- Problem to solve
Convert every line of the records below into a JSON list of strings, one string per line, omitting blank lines and the pictures.

- Dataset extract
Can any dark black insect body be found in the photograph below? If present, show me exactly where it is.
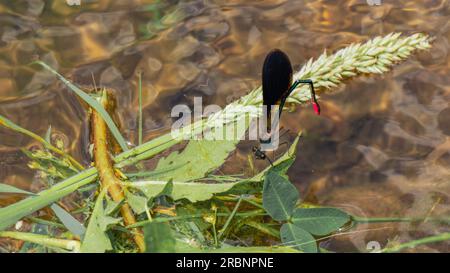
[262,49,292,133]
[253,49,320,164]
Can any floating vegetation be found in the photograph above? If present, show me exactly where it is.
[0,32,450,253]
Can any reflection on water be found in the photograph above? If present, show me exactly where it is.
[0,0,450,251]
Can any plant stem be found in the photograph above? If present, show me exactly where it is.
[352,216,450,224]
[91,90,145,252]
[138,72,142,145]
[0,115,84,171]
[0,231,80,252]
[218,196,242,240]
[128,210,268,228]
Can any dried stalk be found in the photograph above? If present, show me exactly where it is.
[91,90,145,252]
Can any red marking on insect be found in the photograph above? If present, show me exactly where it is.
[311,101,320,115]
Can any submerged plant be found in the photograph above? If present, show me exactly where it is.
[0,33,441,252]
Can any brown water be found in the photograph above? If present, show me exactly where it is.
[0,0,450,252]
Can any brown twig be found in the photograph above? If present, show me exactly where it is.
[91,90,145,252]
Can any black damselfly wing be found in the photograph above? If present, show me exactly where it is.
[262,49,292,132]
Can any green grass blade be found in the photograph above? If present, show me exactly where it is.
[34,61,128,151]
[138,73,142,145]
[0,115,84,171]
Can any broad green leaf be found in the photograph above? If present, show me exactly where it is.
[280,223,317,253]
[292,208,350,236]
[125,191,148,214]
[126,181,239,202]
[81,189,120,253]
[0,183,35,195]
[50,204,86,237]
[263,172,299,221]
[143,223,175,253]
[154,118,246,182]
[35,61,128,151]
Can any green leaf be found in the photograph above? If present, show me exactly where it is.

- The solution
[
  "Can any dark black insect body be found in the photograph below? If present, show me exactly where it is.",
  "[262,49,292,133]",
  "[253,49,320,164]",
  "Can any floating vegetation be found in the photograph above? If present, show me exactly where it is.",
  "[0,32,450,253]",
  "Can any reflection on water be found in the photograph above? If present, show me exactly where it is.",
  "[0,0,450,251]",
  "Can any plant stem be found in the photograph above? If present, show me exactly where it is.",
  "[352,216,450,224]",
  "[91,90,145,252]",
  "[138,72,142,145]",
  "[0,115,84,171]",
  "[0,231,80,252]",
  "[218,196,242,240]",
  "[128,210,268,228]",
  "Can any dried stalk be found in the photograph above? If present, show me exactly where it is.",
  "[91,90,145,252]",
  "Can any red marking on insect be found in the photograph above? If present, show me exactly where it is.",
  "[311,101,320,115]",
  "Can any submerged plant be found in the photograph above? If present, show me exactly where it is.",
  "[0,33,441,252]",
  "Can any brown water be found in the photograph above? If present, show me exactly where it is.",
  "[0,0,450,252]",
  "Can any brown twig be found in the photograph above? If present, show me exactly where it is.",
  "[91,90,145,252]",
  "Can any black damselfly wing be found in the photograph above? If present, show me exactly where it is.",
  "[262,49,292,132]",
  "Can any green grass blade be found in the photograph above? If present, show me exactly where it is.",
  "[34,61,128,151]",
  "[138,73,142,145]",
  "[0,115,84,171]",
  "Can any broad green leaf be found in the photograph above? If present, show me exactly where it is.",
  "[280,223,317,253]",
  "[292,208,350,236]",
  "[125,191,148,214]",
  "[126,181,239,202]",
  "[81,189,120,253]",
  "[0,183,35,195]",
  "[50,204,86,237]",
  "[263,172,299,221]",
  "[143,223,175,253]",
  "[154,118,246,182]",
  "[35,61,128,151]",
  "Can any green leaf be found in the photograph above? If present, show me exactly where it is."
]